-- Tasks for this exercise --
• 1. In the forum thread about the Carmen synopsis translation, in which city was the performance whose program contained the synopsis?
• 2. Pick up the forum thread about the mistranslated Carmen synopsis where it stops, and carry it on.

##### Selected excerpt

# Hilarious English Translation Of Carmen Synopsis From A Performance In Italy



## superhorn (Mar 23, 2010)

I've been reading the hilarious "Anguished English" books by language humorist Richard Lederer. Here's a priceless example of inexpert translation into English. It came from the program of a performance of Carmen in Genoa, the version for English-speaking people, that is.

Act One :Carmen is a cigar makeress from a tabago factory who loves with Don Jose 
of the mounting guard.
Carmen takes a flower from her corsets and lances it to Don Jose (Duet: Talk me of my mother"). 
There is a noise inside the tabago factory and the revolting cigar- makeresses
bursts into the stage.
Carmen is arrested and Don Jose is ordered to mounting guard her but Carmen
subduces him and he lets her escape.

Act Four : A place in Seville . Procession of the balls -fighters the roaring of the balls
is heard in the arena.
Escamillo enters ( (Aria and chorus : "Toreador Toreador, all hails the balls of a
Toreador"),
Enter Don Jose : ( Aria : I do not threaten . I besooch you").
But Carmen repels him wants to join with Escamillo now chaired by the crowd.
Don Jose stabbs her (Aria : "Oh Rupture, Rupture , You May Arrest Me .
I did kill her") he sings .
"Oh my beautiful Carmen, my subductive Carmen "


:lol: :lol: :lol: :lol:


----------



## amfortas (Jun 15, 2011)

I finally understand _Carmen_.


----------



## Ukko (Jun 4, 2010)

amfortas said:


> I finally understand _Carmen_.

##########
##### Data excerpts

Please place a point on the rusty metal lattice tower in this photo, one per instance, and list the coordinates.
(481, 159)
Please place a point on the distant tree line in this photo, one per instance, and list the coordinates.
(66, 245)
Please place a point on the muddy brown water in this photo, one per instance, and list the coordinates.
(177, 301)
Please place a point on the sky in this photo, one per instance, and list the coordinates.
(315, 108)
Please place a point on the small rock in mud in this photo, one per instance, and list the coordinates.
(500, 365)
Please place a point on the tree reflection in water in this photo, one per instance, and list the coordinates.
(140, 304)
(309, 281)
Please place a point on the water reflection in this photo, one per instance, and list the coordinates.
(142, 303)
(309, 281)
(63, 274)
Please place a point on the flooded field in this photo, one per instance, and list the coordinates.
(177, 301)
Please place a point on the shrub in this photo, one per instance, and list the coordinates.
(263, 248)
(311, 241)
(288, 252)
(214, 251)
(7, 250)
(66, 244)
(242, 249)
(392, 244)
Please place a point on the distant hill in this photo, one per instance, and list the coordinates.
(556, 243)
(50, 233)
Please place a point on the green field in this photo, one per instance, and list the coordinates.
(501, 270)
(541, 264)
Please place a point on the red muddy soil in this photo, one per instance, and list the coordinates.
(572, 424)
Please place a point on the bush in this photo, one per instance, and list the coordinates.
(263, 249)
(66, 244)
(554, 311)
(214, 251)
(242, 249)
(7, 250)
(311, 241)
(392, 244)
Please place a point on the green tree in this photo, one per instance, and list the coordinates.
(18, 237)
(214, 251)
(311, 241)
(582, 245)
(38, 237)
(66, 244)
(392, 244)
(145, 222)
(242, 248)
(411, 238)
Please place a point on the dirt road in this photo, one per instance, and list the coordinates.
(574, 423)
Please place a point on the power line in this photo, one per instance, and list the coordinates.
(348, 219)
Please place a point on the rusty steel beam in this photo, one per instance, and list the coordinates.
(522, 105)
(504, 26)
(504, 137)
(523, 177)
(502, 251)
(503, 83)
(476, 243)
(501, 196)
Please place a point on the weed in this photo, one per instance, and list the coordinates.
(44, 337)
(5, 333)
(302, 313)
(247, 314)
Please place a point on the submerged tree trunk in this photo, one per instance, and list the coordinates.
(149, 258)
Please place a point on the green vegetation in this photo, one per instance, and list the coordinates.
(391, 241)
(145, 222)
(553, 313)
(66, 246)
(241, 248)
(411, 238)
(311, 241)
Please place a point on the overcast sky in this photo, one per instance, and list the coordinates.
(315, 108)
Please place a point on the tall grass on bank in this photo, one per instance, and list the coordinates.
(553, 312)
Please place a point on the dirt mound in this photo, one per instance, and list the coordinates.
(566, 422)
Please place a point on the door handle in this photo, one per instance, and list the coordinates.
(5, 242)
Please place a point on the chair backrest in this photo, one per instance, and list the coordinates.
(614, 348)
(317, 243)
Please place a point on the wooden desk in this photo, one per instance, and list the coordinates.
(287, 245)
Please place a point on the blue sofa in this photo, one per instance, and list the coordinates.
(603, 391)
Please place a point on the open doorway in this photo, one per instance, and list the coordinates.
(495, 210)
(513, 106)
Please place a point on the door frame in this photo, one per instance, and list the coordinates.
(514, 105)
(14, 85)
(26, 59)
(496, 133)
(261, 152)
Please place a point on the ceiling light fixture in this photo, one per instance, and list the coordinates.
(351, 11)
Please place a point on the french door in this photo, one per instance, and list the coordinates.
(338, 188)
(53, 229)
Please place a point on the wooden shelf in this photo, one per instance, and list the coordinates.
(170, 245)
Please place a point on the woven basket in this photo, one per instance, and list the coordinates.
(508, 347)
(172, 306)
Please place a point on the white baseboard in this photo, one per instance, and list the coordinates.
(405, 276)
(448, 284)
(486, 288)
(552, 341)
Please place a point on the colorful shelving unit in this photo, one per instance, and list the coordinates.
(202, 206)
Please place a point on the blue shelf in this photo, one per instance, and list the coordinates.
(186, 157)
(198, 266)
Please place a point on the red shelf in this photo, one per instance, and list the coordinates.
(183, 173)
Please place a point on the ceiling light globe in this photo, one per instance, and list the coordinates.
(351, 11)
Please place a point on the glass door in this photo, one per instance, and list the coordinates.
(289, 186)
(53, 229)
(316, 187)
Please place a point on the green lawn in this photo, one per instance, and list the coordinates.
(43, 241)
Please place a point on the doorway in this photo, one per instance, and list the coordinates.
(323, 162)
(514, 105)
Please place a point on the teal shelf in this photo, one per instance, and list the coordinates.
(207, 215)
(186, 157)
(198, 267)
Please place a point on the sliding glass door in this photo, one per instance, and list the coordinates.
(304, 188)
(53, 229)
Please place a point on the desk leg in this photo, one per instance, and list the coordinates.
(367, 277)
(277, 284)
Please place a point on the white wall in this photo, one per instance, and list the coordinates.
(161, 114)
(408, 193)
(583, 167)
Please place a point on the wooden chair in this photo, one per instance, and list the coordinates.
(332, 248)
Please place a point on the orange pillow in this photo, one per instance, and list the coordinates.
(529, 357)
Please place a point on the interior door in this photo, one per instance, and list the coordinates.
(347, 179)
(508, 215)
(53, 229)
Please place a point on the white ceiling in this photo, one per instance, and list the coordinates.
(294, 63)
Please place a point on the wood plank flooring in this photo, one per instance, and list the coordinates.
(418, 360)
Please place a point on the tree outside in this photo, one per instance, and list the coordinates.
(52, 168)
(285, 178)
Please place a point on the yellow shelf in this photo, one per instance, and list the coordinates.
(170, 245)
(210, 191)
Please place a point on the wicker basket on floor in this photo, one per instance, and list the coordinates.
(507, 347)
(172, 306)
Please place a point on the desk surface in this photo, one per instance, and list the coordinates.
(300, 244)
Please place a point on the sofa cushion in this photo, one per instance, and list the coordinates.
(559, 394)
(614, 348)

##########
##### Data excerpts

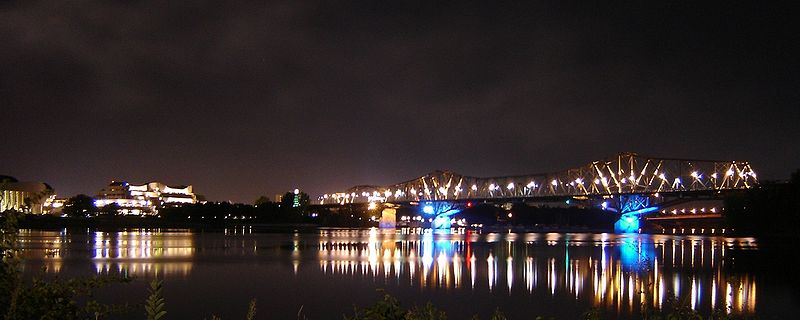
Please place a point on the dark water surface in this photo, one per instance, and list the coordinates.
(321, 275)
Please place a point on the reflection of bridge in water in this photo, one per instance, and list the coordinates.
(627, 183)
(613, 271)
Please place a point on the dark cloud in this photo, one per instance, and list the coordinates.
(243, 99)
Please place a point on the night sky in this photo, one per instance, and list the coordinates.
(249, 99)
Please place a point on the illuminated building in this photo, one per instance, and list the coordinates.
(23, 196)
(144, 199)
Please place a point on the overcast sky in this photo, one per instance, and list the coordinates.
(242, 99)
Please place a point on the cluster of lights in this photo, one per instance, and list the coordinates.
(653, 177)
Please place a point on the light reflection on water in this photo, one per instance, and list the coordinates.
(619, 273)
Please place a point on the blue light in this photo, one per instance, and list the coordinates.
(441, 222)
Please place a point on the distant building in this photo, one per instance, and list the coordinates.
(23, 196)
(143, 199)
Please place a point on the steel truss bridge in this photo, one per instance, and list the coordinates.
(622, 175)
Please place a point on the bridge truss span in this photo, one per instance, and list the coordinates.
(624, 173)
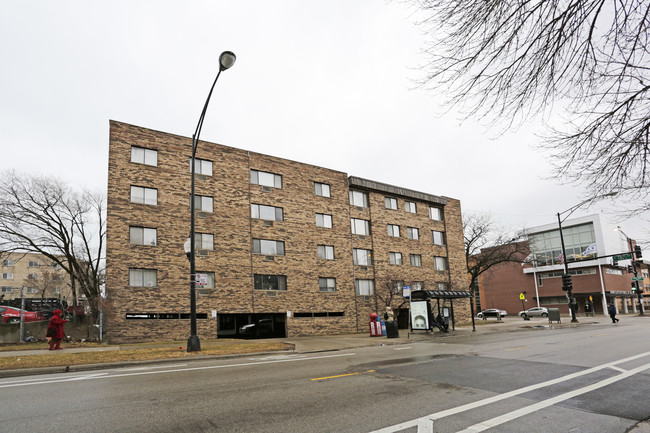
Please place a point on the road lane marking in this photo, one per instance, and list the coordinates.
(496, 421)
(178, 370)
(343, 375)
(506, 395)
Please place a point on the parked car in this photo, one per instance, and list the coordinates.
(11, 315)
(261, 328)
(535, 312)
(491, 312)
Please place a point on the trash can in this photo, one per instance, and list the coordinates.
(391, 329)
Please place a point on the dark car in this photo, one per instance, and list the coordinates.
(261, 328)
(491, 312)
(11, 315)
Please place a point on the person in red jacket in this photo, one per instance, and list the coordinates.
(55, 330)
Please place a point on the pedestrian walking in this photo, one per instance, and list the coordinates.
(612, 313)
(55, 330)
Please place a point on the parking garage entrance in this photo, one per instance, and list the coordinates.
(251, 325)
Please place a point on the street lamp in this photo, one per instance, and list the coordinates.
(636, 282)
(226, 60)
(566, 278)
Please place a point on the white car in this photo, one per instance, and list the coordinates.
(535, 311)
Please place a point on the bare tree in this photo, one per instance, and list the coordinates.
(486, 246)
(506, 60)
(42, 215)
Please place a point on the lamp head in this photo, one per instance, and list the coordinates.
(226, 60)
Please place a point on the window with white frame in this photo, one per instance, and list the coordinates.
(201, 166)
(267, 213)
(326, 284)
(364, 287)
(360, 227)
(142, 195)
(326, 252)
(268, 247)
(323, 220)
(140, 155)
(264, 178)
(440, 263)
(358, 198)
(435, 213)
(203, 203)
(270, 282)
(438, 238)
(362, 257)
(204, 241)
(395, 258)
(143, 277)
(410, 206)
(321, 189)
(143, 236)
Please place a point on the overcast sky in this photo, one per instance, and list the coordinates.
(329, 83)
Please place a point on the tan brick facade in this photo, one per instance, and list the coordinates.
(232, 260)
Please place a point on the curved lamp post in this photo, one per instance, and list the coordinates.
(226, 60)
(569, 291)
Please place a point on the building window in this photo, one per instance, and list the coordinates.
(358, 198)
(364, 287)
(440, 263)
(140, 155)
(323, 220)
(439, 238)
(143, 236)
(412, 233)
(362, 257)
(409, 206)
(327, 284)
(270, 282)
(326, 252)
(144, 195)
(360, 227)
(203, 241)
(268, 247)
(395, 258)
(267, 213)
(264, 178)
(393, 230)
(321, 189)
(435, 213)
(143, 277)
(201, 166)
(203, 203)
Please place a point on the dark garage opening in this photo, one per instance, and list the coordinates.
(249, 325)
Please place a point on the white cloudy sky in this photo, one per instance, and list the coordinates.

##########

-- Final results --
• 1. Genoa

• 2.
Yeah, a light in the darkness.


----------



## Almaviva (Aug 13, 2010)

"all hails the balls of a Toreador"
This is actually true, LOL


----------



## sospiro (Apr 3, 2010)

superhorn said:


> I've been reading the hilarious "Anguished English" books by language humorist Richard Lederer. Here's a priceless example of inexpert translation into English. It came from the program of a performance of Carmen in Genoa, the version for English-speaking people, that is.
> 
> Act One :Carmen is a cigar makeress from a tabago factory who loves with Don Jose
> of the mounting guard.
> ...


:lol:

I wouldn't say no to a bit of besooching


----------



## amfortas (Jun 15, 2011)

sospiro said:


> I wouldn't say no to a bit of besooching


You can have your besooching if I get to do my mounting guard.


----------



## GoneBaroque (Jun 16, 2011)

Reminds me of the synopsis of Carmen victor Borge did, where at the end of the Opera the angry Don Jose stabs her between the 
Two Trees.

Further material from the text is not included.